**To do:** Print the lines in the listing below that fall between the line with "target | boulder pile" and the line with "such as <point>86,220</point>", those two lines included, exactly as they stand and with nothing else.

─── Material to process

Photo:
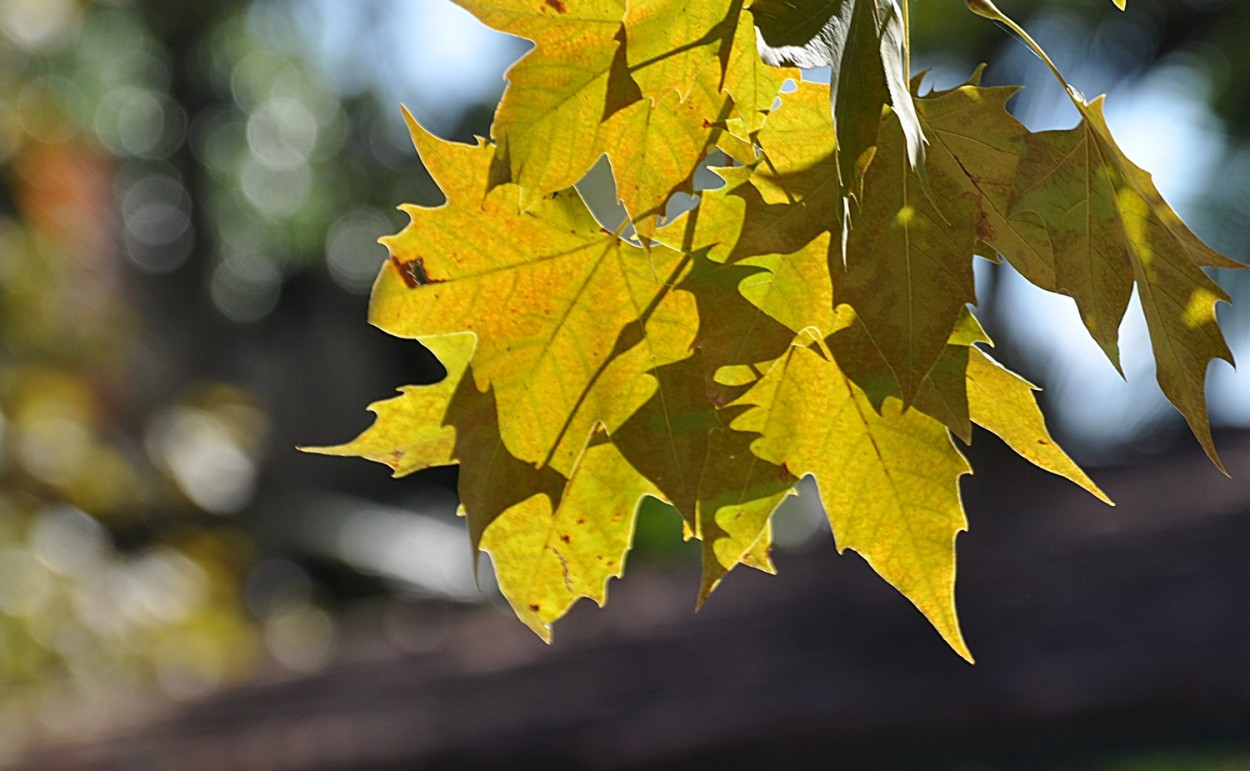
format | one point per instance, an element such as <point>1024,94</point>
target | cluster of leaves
<point>810,316</point>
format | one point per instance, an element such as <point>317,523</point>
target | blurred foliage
<point>165,169</point>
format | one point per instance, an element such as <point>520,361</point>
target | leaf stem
<point>906,41</point>
<point>988,10</point>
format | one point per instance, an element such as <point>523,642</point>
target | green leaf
<point>909,271</point>
<point>1003,402</point>
<point>1111,230</point>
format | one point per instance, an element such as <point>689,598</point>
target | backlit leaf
<point>889,481</point>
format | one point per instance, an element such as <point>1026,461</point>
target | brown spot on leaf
<point>413,271</point>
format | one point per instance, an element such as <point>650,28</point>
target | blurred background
<point>190,195</point>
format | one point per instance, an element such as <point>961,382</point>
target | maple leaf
<point>758,338</point>
<point>1109,230</point>
<point>1113,230</point>
<point>888,480</point>
<point>649,86</point>
<point>550,296</point>
<point>909,269</point>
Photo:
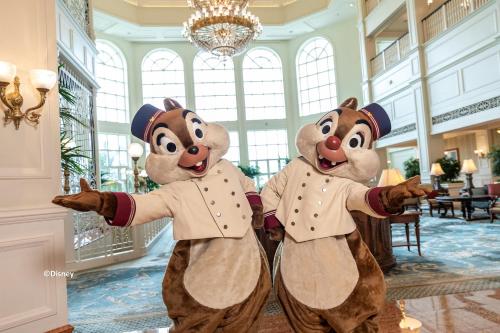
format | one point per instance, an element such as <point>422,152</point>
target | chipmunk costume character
<point>325,276</point>
<point>218,278</point>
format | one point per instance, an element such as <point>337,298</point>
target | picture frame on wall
<point>452,153</point>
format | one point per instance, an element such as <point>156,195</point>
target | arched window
<point>214,88</point>
<point>316,77</point>
<point>163,76</point>
<point>263,84</point>
<point>111,74</point>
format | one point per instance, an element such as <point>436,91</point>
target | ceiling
<point>161,20</point>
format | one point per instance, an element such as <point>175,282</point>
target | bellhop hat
<point>143,121</point>
<point>381,124</point>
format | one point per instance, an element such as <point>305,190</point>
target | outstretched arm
<point>271,196</point>
<point>253,199</point>
<point>383,201</point>
<point>119,208</point>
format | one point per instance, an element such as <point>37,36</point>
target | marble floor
<point>477,312</point>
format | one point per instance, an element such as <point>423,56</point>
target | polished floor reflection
<point>473,312</point>
<point>477,312</point>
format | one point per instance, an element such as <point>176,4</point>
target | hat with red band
<point>381,124</point>
<point>143,121</point>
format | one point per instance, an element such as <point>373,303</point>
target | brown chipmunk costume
<point>325,276</point>
<point>217,279</point>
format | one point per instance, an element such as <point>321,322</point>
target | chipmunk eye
<point>326,127</point>
<point>356,140</point>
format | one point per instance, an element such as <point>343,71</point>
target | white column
<point>31,227</point>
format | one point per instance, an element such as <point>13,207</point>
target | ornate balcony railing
<point>391,55</point>
<point>447,15</point>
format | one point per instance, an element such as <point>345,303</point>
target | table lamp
<point>468,167</point>
<point>437,172</point>
<point>390,177</point>
<point>135,150</point>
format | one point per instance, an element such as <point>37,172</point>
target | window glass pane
<point>111,75</point>
<point>267,149</point>
<point>114,161</point>
<point>162,77</point>
<point>263,84</point>
<point>214,88</point>
<point>316,77</point>
<point>233,154</point>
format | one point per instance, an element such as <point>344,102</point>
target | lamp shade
<point>7,71</point>
<point>468,167</point>
<point>43,79</point>
<point>436,169</point>
<point>390,177</point>
<point>135,149</point>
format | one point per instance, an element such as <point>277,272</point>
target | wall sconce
<point>135,150</point>
<point>480,153</point>
<point>43,80</point>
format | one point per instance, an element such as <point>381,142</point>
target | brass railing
<point>447,15</point>
<point>391,55</point>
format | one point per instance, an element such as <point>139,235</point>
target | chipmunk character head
<point>183,146</point>
<point>340,142</point>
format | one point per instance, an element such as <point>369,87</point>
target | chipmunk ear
<point>171,104</point>
<point>351,103</point>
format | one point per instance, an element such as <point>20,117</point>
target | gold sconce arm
<point>14,101</point>
<point>32,116</point>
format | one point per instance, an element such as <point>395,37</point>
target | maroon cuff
<point>270,220</point>
<point>125,210</point>
<point>253,198</point>
<point>373,200</point>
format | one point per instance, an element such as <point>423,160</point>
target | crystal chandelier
<point>221,27</point>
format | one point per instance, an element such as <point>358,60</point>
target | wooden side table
<point>407,218</point>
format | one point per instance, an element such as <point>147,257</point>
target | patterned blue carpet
<point>457,256</point>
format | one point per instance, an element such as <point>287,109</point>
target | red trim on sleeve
<point>125,210</point>
<point>253,198</point>
<point>373,200</point>
<point>270,220</point>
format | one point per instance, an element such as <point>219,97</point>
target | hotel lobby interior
<point>74,73</point>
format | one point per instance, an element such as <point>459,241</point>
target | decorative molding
<point>485,105</point>
<point>401,130</point>
<point>41,244</point>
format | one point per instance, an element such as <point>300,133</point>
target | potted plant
<point>451,169</point>
<point>411,167</point>
<point>494,156</point>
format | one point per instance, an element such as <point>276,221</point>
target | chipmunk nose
<point>193,150</point>
<point>333,143</point>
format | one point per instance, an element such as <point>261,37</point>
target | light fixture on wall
<point>468,167</point>
<point>437,172</point>
<point>135,150</point>
<point>480,153</point>
<point>43,80</point>
<point>221,27</point>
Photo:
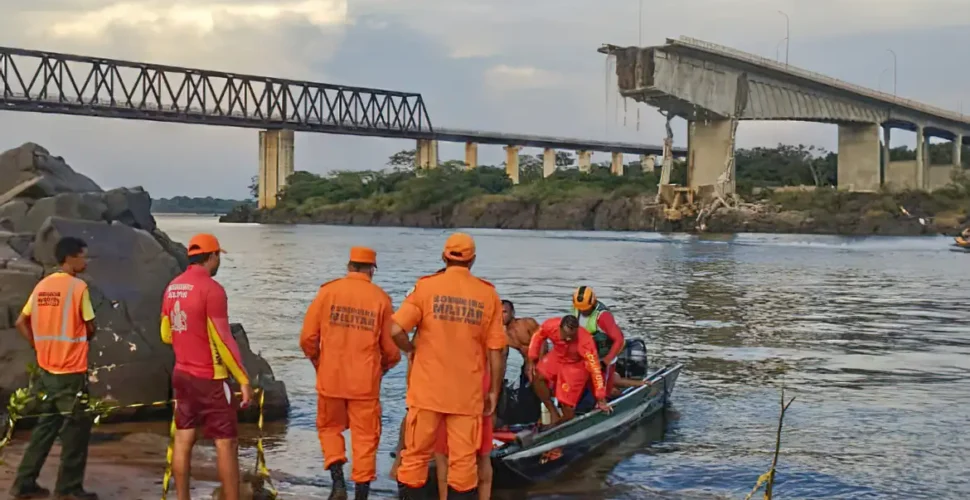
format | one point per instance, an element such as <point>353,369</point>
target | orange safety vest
<point>60,335</point>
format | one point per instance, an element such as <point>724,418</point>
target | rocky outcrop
<point>131,262</point>
<point>639,213</point>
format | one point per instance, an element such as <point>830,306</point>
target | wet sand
<point>122,465</point>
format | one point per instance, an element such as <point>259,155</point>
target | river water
<point>871,335</point>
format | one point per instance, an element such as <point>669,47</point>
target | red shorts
<point>569,379</point>
<point>441,443</point>
<point>610,376</point>
<point>205,403</point>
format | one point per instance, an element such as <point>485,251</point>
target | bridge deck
<point>50,82</point>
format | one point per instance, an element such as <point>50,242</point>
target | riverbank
<point>824,211</point>
<point>121,466</point>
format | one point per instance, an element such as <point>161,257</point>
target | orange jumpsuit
<point>347,335</point>
<point>459,319</point>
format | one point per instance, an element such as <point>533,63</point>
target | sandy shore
<point>122,465</point>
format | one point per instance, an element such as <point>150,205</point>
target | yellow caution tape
<point>169,455</point>
<point>762,480</point>
<point>100,408</point>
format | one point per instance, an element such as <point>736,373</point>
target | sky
<point>497,65</point>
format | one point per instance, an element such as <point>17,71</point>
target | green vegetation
<point>186,205</point>
<point>401,188</point>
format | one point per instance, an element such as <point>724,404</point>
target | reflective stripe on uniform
<point>66,309</point>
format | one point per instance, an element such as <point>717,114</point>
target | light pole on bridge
<point>787,34</point>
<point>891,51</point>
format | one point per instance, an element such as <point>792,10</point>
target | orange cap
<point>204,243</point>
<point>363,255</point>
<point>459,247</point>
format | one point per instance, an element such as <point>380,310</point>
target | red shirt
<point>582,349</point>
<point>195,320</point>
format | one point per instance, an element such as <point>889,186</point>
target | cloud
<point>199,16</point>
<point>501,65</point>
<point>504,77</point>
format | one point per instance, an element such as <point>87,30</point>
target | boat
<point>532,456</point>
<point>961,243</point>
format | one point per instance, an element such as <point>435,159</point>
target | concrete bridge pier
<point>275,165</point>
<point>648,163</point>
<point>921,157</point>
<point>426,154</point>
<point>709,146</point>
<point>938,176</point>
<point>585,161</point>
<point>616,165</point>
<point>859,164</point>
<point>471,155</point>
<point>548,162</point>
<point>512,163</point>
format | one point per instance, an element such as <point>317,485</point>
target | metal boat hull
<point>551,452</point>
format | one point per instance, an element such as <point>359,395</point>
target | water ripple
<point>870,334</point>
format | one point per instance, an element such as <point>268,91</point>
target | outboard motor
<point>632,362</point>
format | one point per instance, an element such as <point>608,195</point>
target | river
<point>871,335</point>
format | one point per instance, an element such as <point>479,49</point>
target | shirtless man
<point>518,330</point>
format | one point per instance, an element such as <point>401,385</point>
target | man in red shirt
<point>597,319</point>
<point>570,364</point>
<point>195,320</point>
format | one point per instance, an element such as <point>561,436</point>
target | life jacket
<point>603,342</point>
<point>60,334</point>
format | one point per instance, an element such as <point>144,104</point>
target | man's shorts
<point>569,379</point>
<point>485,449</point>
<point>205,403</point>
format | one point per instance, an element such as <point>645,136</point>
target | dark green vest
<point>603,342</point>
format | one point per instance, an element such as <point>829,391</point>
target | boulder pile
<point>131,262</point>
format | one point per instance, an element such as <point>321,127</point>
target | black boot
<point>405,492</point>
<point>339,489</point>
<point>471,494</point>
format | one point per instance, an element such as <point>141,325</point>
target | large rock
<point>29,161</point>
<point>81,206</point>
<point>12,214</point>
<point>130,263</point>
<point>132,207</point>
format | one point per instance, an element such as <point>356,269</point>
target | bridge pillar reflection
<point>426,154</point>
<point>585,161</point>
<point>512,163</point>
<point>548,162</point>
<point>471,155</point>
<point>275,165</point>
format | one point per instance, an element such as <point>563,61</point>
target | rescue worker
<point>347,336</point>
<point>597,319</point>
<point>568,367</point>
<point>195,321</point>
<point>518,330</point>
<point>484,455</point>
<point>58,322</point>
<point>459,327</point>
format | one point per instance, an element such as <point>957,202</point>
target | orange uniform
<point>58,309</point>
<point>570,364</point>
<point>459,319</point>
<point>347,335</point>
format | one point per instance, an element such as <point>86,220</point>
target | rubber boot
<point>339,489</point>
<point>405,492</point>
<point>361,491</point>
<point>471,494</point>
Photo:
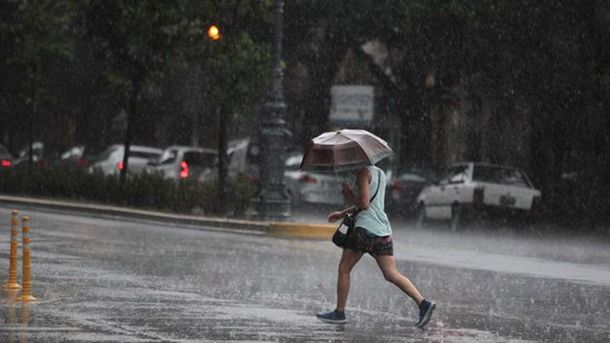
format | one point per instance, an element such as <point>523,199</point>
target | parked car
<point>110,161</point>
<point>6,159</point>
<point>403,189</point>
<point>478,188</point>
<point>80,156</point>
<point>185,162</point>
<point>39,158</point>
<point>312,188</point>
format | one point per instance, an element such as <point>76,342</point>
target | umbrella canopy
<point>345,149</point>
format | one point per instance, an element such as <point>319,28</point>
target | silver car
<point>110,161</point>
<point>184,162</point>
<point>478,188</point>
<point>312,188</point>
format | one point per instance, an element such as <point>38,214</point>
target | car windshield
<point>501,175</point>
<point>104,155</point>
<point>200,159</point>
<point>168,156</point>
<point>293,163</point>
<point>455,174</point>
<point>3,151</point>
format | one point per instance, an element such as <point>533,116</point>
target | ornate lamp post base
<point>273,202</point>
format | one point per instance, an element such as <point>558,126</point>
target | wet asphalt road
<point>118,280</point>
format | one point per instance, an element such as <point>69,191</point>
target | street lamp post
<point>272,201</point>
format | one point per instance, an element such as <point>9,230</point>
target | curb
<point>274,229</point>
<point>303,231</point>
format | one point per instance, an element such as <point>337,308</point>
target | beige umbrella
<point>345,149</point>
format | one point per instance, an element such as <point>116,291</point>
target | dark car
<point>402,191</point>
<point>79,156</point>
<point>5,158</point>
<point>39,156</point>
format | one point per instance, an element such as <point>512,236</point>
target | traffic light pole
<point>272,201</point>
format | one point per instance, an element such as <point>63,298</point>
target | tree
<point>36,35</point>
<point>137,41</point>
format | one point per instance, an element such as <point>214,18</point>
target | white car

──────

**Output for this exercise:**
target | boulder pile
<point>131,262</point>
format | one point per instance, an element such as <point>321,127</point>
target | black boot
<point>405,492</point>
<point>339,489</point>
<point>471,494</point>
format | one point per instance, an element such as <point>141,325</point>
target | large rock
<point>29,161</point>
<point>81,206</point>
<point>12,214</point>
<point>130,263</point>
<point>132,207</point>
format | one point per instance, an element such as <point>356,269</point>
target | bridge pillar reflection
<point>426,154</point>
<point>585,161</point>
<point>512,163</point>
<point>548,162</point>
<point>471,155</point>
<point>275,165</point>
format | one point per instance, an element such as <point>563,61</point>
target | rescue worker
<point>347,336</point>
<point>597,319</point>
<point>568,367</point>
<point>195,321</point>
<point>518,330</point>
<point>484,455</point>
<point>58,322</point>
<point>459,327</point>
format | one point per instance, an element such as <point>957,202</point>
target | orange uniform
<point>58,309</point>
<point>570,364</point>
<point>459,319</point>
<point>347,335</point>
format | one point per instance, an element such as <point>86,220</point>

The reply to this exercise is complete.